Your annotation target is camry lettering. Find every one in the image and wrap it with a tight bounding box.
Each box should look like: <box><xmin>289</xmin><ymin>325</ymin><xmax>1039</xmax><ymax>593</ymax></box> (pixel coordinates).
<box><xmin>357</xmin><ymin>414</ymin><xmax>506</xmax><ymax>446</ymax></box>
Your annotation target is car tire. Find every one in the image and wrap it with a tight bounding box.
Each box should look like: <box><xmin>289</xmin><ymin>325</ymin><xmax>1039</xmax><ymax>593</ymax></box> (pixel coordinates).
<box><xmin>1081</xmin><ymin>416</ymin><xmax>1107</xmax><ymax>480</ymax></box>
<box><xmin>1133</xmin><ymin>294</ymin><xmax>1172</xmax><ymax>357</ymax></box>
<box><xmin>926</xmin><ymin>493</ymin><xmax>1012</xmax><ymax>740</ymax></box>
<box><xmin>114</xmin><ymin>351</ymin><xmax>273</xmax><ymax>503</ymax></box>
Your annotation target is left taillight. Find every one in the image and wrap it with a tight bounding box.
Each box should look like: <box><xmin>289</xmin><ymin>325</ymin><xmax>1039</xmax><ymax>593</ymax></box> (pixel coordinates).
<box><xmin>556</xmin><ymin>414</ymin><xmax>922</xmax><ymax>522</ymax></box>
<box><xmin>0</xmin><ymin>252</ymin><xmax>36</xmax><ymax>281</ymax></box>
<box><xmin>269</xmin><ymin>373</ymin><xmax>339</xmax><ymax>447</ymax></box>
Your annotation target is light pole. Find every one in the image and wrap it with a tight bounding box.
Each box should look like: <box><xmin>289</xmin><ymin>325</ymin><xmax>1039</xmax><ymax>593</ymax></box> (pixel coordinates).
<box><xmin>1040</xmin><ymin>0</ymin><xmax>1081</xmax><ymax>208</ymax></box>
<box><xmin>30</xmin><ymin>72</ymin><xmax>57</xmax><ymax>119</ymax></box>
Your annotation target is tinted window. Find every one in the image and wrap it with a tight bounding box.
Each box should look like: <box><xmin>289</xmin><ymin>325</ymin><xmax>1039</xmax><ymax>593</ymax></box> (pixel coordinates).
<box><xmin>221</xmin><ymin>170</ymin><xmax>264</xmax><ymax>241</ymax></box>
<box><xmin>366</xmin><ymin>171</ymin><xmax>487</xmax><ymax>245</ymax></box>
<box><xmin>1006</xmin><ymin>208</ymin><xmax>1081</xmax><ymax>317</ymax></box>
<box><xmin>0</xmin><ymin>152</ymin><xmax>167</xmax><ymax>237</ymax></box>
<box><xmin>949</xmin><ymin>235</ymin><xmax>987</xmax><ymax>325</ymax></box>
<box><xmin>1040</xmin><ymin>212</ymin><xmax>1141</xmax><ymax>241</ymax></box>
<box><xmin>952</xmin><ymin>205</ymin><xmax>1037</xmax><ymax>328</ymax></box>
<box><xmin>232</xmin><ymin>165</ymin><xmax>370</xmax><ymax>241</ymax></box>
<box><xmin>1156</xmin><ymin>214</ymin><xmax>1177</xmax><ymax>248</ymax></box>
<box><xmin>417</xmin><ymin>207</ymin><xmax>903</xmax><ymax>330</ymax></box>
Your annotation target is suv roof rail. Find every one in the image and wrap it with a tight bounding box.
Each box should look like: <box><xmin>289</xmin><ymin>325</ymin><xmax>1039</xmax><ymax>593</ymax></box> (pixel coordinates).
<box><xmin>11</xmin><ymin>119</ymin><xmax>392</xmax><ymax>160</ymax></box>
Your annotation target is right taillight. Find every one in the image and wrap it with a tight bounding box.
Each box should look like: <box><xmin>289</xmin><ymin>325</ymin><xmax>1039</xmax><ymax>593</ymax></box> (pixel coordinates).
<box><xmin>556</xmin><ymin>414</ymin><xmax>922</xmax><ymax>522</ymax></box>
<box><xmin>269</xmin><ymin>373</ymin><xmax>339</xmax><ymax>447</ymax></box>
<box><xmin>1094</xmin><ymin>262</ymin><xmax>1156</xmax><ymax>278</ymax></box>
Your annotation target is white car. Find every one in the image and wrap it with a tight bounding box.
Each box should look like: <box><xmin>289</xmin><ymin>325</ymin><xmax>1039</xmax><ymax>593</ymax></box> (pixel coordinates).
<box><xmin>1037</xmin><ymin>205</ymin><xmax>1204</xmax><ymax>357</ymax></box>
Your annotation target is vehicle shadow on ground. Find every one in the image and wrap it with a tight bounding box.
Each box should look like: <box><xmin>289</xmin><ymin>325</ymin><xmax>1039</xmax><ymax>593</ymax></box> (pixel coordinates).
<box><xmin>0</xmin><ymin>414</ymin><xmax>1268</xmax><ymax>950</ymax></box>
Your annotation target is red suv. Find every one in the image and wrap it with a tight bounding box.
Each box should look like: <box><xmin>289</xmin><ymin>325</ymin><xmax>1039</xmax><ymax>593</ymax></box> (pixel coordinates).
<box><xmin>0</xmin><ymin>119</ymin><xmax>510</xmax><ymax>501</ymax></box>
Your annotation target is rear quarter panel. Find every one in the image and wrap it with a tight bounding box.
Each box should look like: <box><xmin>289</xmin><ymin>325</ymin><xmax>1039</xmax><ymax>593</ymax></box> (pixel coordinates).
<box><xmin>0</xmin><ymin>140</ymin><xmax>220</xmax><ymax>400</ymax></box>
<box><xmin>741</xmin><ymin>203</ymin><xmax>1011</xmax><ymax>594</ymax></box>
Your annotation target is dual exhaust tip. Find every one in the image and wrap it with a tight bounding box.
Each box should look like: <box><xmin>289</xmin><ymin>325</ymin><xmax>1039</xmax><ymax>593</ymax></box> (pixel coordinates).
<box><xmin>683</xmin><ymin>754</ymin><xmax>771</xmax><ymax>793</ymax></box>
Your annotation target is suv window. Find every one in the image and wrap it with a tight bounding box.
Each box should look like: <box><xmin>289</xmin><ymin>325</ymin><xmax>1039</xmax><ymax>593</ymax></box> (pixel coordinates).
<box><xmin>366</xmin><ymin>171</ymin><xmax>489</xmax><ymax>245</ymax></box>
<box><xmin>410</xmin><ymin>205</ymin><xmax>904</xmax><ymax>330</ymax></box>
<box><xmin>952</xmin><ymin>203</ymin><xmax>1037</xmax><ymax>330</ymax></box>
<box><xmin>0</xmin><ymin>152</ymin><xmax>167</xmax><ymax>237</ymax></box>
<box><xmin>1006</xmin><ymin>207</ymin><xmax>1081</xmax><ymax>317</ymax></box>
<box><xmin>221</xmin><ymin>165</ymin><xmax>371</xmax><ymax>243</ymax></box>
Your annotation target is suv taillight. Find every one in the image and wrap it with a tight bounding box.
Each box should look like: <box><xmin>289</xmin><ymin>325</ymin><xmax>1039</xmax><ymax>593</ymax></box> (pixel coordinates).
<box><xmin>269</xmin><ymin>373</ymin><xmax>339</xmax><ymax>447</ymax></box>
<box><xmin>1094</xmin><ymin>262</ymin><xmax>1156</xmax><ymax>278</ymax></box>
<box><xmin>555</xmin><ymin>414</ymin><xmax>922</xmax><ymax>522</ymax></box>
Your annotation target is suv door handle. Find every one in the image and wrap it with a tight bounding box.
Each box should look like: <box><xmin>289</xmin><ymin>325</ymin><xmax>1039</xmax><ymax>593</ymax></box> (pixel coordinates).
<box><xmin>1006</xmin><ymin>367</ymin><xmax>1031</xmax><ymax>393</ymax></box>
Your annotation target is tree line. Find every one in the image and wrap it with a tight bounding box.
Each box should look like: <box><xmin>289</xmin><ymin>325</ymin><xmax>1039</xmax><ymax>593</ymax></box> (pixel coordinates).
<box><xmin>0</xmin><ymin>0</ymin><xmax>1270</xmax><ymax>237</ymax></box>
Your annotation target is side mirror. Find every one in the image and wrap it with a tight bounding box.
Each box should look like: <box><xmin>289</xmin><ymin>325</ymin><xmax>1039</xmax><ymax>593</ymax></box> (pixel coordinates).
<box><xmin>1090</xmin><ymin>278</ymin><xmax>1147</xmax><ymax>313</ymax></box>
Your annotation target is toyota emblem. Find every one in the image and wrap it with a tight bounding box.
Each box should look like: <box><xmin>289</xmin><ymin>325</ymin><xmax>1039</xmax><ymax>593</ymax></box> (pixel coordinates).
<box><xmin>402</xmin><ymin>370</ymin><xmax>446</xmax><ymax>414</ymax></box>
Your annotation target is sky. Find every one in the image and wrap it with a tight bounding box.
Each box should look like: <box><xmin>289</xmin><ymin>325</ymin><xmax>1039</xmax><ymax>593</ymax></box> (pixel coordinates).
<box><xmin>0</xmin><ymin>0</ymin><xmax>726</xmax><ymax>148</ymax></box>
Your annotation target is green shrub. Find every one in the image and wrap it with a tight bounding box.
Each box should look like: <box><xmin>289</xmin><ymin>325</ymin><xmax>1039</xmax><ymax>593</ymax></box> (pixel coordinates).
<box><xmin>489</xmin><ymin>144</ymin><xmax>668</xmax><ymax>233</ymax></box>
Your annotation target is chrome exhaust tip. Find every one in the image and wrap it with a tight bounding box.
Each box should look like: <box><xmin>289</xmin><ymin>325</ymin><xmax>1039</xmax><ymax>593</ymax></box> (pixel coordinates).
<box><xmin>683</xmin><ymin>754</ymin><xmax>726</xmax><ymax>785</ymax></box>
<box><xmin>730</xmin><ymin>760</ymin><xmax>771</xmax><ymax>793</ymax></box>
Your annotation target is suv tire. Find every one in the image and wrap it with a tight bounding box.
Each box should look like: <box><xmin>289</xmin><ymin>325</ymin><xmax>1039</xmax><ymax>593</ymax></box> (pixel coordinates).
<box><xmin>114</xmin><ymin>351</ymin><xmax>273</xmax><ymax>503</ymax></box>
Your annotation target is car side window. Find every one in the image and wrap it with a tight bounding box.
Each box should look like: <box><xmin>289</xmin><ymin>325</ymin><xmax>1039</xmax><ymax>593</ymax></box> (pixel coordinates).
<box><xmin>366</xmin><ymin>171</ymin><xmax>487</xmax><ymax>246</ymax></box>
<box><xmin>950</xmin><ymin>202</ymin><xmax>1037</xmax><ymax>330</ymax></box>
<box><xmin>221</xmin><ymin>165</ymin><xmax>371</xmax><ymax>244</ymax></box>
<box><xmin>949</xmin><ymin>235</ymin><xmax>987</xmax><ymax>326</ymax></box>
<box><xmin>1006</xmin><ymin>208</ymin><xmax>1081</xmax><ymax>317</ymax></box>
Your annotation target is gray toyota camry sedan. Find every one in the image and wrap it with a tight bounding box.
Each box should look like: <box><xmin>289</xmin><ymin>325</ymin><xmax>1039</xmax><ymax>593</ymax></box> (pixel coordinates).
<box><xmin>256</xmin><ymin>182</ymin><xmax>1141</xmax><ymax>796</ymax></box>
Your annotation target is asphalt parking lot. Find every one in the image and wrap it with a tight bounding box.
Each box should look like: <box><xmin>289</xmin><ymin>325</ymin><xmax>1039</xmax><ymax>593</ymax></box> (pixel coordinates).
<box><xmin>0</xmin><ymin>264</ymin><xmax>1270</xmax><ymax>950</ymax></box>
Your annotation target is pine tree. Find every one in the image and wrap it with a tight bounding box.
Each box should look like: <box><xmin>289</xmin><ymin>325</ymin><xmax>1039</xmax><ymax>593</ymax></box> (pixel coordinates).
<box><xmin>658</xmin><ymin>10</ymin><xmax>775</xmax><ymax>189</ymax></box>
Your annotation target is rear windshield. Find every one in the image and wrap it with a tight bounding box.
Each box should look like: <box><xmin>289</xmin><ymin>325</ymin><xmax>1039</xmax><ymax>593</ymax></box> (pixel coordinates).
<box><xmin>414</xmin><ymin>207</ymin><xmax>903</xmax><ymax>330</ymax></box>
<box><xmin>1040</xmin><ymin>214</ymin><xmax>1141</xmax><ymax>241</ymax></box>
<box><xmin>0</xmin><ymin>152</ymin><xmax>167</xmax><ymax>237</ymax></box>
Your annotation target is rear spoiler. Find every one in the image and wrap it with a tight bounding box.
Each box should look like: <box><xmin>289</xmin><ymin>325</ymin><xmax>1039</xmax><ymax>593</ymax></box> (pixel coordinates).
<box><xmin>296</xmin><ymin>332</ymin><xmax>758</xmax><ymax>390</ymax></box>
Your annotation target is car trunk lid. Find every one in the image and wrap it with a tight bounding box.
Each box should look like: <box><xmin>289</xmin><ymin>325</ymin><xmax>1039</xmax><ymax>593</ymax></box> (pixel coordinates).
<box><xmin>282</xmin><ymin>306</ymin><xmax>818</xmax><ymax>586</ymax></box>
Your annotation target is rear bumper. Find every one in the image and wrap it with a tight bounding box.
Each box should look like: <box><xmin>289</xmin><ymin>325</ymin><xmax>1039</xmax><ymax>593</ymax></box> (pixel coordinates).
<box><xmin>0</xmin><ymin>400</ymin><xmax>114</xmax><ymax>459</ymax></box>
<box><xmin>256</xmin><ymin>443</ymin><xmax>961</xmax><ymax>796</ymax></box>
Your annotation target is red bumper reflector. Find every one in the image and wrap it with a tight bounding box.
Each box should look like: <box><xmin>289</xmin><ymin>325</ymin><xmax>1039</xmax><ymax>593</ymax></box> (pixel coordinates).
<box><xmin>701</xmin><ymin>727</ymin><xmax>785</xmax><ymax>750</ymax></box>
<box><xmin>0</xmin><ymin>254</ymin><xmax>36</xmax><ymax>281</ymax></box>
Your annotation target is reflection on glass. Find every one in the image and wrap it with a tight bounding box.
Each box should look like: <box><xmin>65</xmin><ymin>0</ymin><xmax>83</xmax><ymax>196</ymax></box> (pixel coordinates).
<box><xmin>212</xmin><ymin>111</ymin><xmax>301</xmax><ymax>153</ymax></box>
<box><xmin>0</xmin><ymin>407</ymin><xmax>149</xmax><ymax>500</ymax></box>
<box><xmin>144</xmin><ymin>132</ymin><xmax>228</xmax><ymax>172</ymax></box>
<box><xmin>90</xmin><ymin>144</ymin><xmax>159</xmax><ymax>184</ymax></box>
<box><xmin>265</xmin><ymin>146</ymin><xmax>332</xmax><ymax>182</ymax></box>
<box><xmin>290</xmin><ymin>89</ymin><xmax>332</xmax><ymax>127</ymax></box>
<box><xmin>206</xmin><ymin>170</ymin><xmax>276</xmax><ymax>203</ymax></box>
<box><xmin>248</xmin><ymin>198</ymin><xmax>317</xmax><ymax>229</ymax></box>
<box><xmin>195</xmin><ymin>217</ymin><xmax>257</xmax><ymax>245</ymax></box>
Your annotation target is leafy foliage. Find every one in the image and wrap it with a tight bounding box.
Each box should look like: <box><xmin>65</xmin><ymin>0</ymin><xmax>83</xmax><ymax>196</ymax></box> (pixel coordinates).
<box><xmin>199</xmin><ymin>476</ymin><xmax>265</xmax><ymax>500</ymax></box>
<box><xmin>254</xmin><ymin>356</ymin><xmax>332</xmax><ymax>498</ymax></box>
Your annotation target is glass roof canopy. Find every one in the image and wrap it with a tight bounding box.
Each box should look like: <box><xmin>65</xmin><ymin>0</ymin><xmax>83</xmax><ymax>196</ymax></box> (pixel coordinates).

## What to work on:
Report every line of the records above that contains the word "camry".

## Answer for this exercise:
Your annotation target is camry lettering. Find every one in the image and wrap it with a tight bounding box.
Your annotation target is gray toyota camry sedan. Find every one in the image and wrap it with a tight bounding box.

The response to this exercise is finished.